>>>
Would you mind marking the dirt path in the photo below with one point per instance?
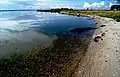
(103, 57)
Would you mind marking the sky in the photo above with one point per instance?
(48, 4)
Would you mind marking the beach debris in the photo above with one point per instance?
(106, 61)
(97, 38)
(78, 14)
(102, 25)
(103, 34)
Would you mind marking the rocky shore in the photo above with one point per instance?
(102, 58)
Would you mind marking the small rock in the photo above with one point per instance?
(105, 61)
(103, 34)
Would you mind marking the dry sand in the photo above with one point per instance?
(102, 58)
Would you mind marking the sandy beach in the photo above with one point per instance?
(102, 58)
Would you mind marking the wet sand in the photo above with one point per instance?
(102, 58)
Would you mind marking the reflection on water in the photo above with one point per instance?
(21, 31)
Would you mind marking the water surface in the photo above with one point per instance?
(22, 31)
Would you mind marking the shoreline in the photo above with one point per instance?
(102, 58)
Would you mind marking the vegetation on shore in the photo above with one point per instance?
(110, 14)
(58, 60)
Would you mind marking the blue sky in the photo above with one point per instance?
(46, 4)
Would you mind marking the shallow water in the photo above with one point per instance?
(22, 31)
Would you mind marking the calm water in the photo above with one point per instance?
(21, 31)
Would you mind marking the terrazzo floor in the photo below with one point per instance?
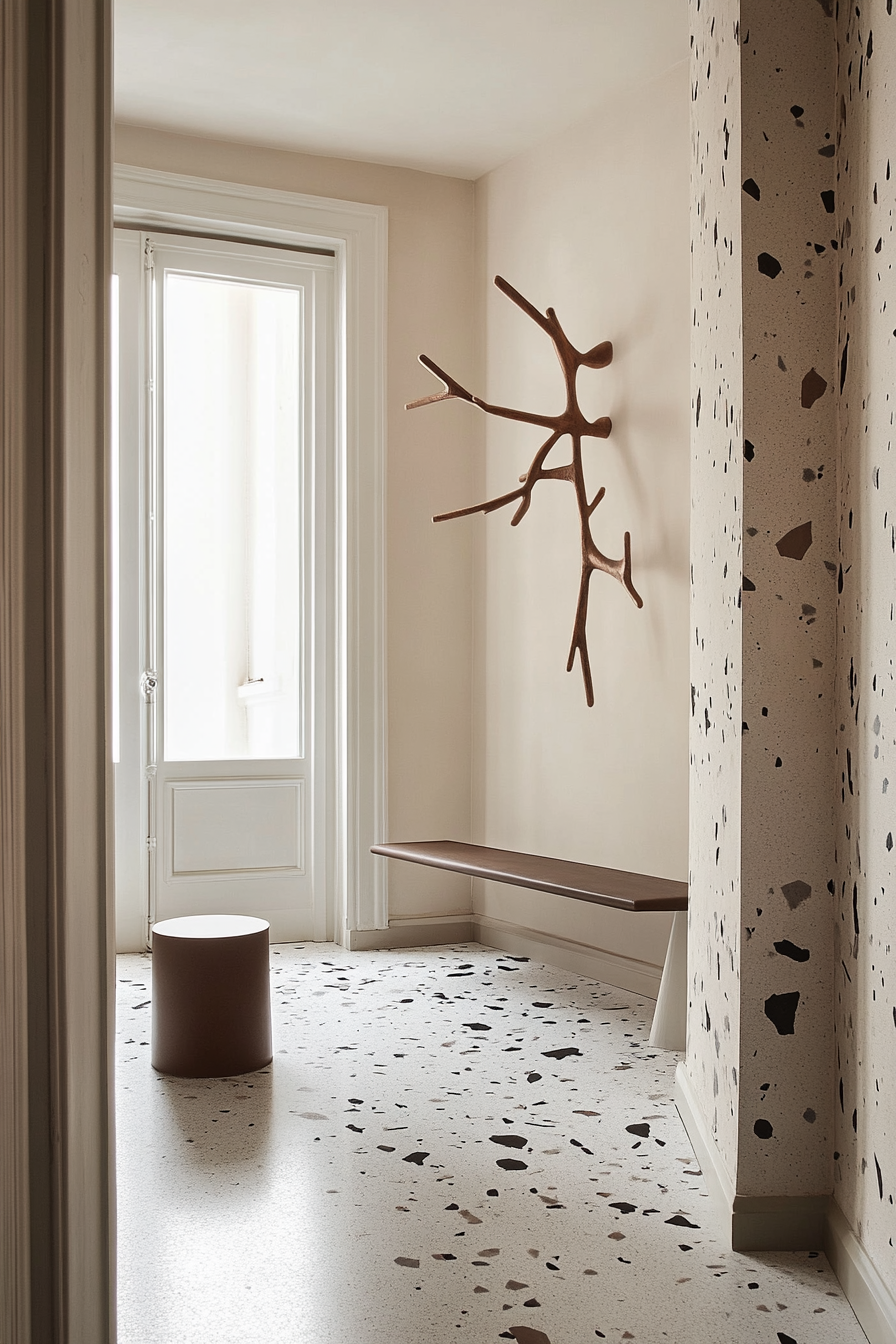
(450, 1144)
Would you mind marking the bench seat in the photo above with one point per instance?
(621, 890)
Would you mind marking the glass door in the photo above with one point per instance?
(233, 581)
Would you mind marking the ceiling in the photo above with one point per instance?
(449, 86)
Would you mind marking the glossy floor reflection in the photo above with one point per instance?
(450, 1144)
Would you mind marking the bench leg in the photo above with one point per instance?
(670, 1018)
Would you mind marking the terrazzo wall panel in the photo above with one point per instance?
(865, 999)
(787, 62)
(713, 936)
(762, 661)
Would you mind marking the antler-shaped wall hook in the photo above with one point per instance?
(574, 424)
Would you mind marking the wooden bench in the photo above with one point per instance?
(613, 887)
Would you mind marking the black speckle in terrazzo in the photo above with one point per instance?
(795, 542)
(781, 1010)
(789, 949)
(795, 893)
(813, 387)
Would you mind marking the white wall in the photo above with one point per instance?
(595, 225)
(429, 569)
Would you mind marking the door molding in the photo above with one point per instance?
(57, 1215)
(357, 234)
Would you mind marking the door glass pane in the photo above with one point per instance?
(114, 523)
(231, 488)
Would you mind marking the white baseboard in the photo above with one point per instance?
(419, 932)
(610, 968)
(748, 1222)
(872, 1301)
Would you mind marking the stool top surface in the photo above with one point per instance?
(210, 926)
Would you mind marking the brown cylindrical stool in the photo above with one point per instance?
(210, 996)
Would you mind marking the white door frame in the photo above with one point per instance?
(357, 234)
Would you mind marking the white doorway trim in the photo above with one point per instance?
(357, 234)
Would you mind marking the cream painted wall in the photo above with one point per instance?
(595, 225)
(864, 1140)
(429, 569)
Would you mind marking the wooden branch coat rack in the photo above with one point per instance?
(572, 422)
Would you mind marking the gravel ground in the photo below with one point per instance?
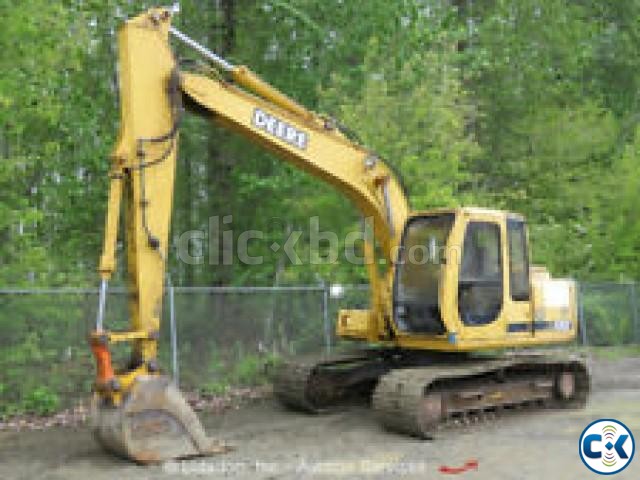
(275, 444)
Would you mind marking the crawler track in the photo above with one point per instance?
(420, 401)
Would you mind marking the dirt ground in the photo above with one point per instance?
(275, 444)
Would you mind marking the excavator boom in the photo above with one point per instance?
(139, 413)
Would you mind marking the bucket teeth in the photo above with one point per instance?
(153, 424)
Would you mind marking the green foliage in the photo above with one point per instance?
(531, 106)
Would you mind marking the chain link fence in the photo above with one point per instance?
(224, 334)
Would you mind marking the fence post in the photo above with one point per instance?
(581, 320)
(174, 337)
(634, 307)
(325, 317)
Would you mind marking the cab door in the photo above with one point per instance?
(518, 309)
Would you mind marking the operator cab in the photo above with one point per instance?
(463, 263)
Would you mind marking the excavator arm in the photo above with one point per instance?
(137, 398)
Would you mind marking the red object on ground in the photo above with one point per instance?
(468, 465)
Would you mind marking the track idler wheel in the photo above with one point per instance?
(153, 424)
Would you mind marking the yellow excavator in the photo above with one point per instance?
(453, 296)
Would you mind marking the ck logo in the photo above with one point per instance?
(606, 446)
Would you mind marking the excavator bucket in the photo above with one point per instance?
(153, 424)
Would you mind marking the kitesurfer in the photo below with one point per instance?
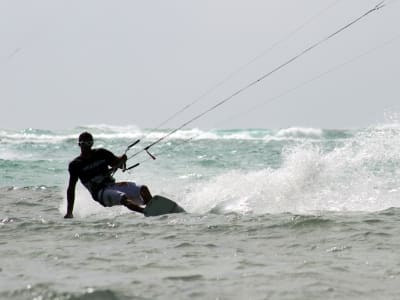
(93, 167)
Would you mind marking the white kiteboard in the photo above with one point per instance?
(159, 205)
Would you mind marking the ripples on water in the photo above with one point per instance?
(288, 214)
(232, 256)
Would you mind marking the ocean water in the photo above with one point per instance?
(296, 213)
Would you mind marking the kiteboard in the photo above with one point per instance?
(159, 205)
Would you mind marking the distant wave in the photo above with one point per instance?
(109, 132)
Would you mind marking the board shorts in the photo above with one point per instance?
(112, 194)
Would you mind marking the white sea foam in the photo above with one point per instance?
(362, 175)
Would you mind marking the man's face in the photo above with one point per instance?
(85, 143)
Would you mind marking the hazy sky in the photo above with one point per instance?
(79, 62)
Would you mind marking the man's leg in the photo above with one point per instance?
(145, 193)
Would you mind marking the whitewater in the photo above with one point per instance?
(294, 213)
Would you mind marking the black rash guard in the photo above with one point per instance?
(94, 172)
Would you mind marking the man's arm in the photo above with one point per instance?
(71, 196)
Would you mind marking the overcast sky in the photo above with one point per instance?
(78, 62)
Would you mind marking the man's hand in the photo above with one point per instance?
(68, 216)
(123, 158)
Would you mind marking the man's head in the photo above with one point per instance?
(85, 140)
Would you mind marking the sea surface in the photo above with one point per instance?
(294, 213)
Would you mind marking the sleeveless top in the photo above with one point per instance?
(94, 172)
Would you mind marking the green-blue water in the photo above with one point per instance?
(296, 213)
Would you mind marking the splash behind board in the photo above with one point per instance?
(160, 205)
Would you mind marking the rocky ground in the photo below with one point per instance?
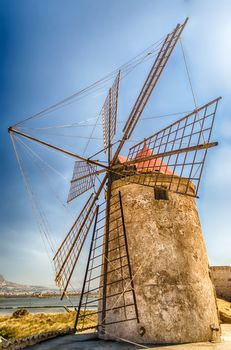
(13, 327)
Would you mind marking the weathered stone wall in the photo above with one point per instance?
(221, 277)
(175, 295)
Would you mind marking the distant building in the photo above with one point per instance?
(221, 276)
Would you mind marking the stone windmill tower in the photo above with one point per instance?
(147, 267)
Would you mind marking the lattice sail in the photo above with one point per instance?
(153, 77)
(109, 113)
(68, 253)
(179, 150)
(120, 293)
(82, 180)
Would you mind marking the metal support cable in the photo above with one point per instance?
(32, 199)
(91, 87)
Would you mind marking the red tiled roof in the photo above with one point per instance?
(153, 165)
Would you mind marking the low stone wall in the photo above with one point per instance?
(221, 277)
(21, 343)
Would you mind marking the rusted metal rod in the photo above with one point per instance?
(170, 153)
(15, 131)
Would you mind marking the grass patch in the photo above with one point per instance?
(31, 324)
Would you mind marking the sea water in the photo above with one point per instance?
(37, 304)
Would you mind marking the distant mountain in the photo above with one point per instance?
(12, 288)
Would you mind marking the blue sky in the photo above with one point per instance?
(51, 49)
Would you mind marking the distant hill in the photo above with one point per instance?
(12, 288)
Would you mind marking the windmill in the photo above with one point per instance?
(170, 163)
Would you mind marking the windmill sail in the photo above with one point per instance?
(109, 113)
(68, 253)
(119, 275)
(82, 180)
(150, 83)
(178, 150)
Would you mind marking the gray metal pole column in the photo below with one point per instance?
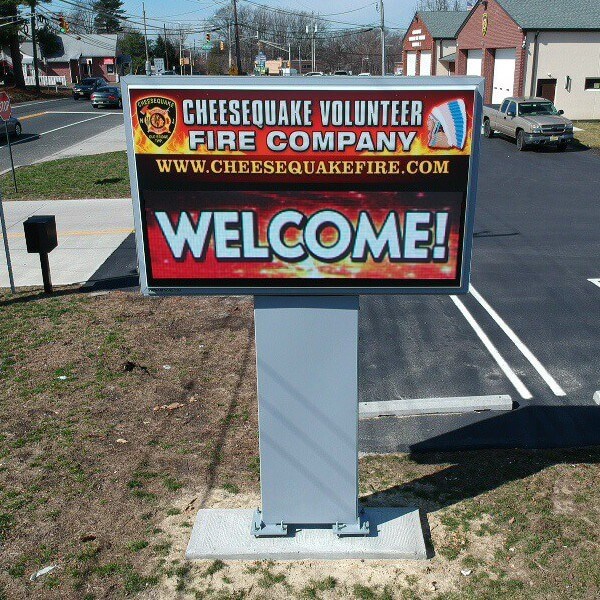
(307, 353)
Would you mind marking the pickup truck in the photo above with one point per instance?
(531, 121)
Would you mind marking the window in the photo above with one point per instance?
(537, 109)
(592, 83)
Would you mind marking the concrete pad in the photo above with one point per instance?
(396, 533)
(432, 406)
(89, 231)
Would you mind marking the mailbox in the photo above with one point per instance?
(40, 234)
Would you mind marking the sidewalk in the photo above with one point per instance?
(89, 231)
(111, 140)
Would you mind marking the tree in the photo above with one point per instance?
(81, 17)
(440, 5)
(9, 36)
(131, 42)
(109, 16)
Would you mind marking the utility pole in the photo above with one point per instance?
(229, 42)
(166, 46)
(148, 65)
(34, 43)
(237, 39)
(313, 31)
(382, 37)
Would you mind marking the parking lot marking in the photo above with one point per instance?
(525, 351)
(14, 106)
(69, 125)
(506, 369)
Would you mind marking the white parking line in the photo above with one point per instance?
(69, 125)
(15, 106)
(525, 351)
(512, 376)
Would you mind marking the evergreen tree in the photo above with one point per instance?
(109, 15)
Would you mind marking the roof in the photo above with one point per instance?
(553, 14)
(449, 57)
(90, 45)
(443, 24)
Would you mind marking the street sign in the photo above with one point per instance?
(266, 187)
(5, 108)
(305, 194)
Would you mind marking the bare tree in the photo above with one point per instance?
(81, 17)
(440, 5)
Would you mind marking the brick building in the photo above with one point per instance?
(548, 48)
(80, 56)
(429, 46)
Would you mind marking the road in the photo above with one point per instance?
(50, 126)
(535, 311)
(530, 327)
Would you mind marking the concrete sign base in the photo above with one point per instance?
(396, 533)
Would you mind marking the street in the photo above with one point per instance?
(50, 126)
(536, 247)
(528, 329)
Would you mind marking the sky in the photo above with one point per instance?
(398, 13)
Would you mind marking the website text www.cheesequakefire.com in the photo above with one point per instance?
(228, 166)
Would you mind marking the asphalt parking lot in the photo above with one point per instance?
(50, 126)
(529, 328)
(536, 248)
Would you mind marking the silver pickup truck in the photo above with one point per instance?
(531, 121)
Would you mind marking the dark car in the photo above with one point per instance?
(107, 96)
(14, 127)
(88, 86)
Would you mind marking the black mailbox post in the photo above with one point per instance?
(40, 236)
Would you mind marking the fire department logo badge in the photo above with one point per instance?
(157, 117)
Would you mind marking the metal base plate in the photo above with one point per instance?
(396, 533)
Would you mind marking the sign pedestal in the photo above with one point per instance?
(307, 372)
(307, 356)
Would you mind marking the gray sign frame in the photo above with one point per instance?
(474, 84)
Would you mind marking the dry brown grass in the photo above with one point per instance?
(98, 478)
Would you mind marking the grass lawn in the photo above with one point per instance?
(121, 416)
(99, 176)
(590, 136)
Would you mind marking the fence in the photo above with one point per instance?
(47, 80)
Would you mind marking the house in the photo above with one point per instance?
(429, 46)
(80, 56)
(547, 48)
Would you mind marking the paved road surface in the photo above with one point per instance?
(536, 245)
(530, 329)
(50, 126)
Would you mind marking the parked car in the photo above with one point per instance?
(14, 127)
(531, 121)
(107, 96)
(88, 86)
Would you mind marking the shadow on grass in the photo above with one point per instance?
(470, 473)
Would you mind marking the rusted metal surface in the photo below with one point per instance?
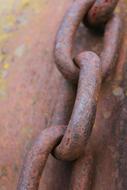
(107, 142)
(37, 157)
(84, 111)
(101, 11)
(82, 172)
(66, 34)
(74, 140)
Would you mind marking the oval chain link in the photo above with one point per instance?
(88, 70)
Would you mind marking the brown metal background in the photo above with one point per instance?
(29, 93)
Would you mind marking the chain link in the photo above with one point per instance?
(87, 71)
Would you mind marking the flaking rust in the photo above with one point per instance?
(91, 70)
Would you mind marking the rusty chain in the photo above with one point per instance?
(88, 70)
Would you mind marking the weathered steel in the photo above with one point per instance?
(84, 111)
(37, 157)
(31, 91)
(101, 12)
(71, 147)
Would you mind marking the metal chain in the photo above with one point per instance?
(83, 115)
(88, 71)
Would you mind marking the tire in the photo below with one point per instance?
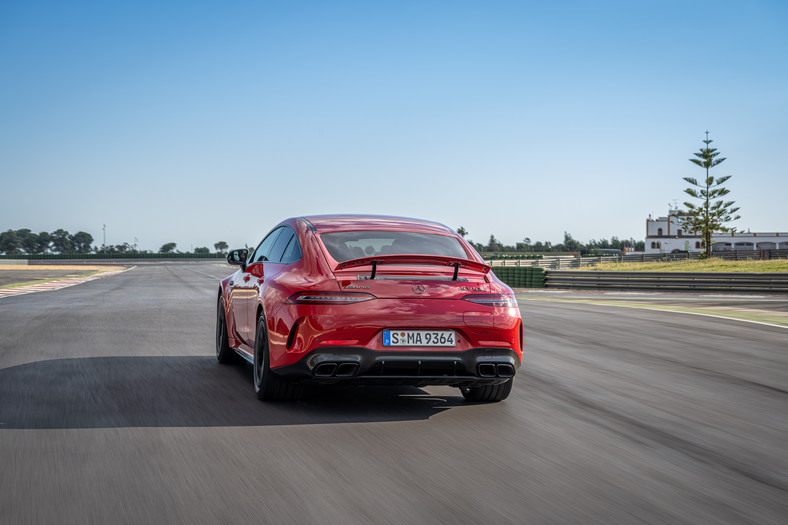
<<<
**Exercise objective:** Beginning with the line that contains "Would you mind marking the flaking", print exactly every line through the end of the records, both included. Omit the pictures.

**Result:**
Would you mind marking the flaking rust in the photo above with one point per instance?
(91, 70)
Would you mind marking the rusty chain in the photo above with one point per instance?
(88, 70)
Would you mind marking the weathered steel in the photo above with one point per instance?
(84, 111)
(37, 157)
(31, 91)
(101, 12)
(71, 147)
Would you mind marking the metal chain in the photo above with one point per instance?
(83, 115)
(88, 71)
Would you mind marking the tire in the photo below with one point per instance?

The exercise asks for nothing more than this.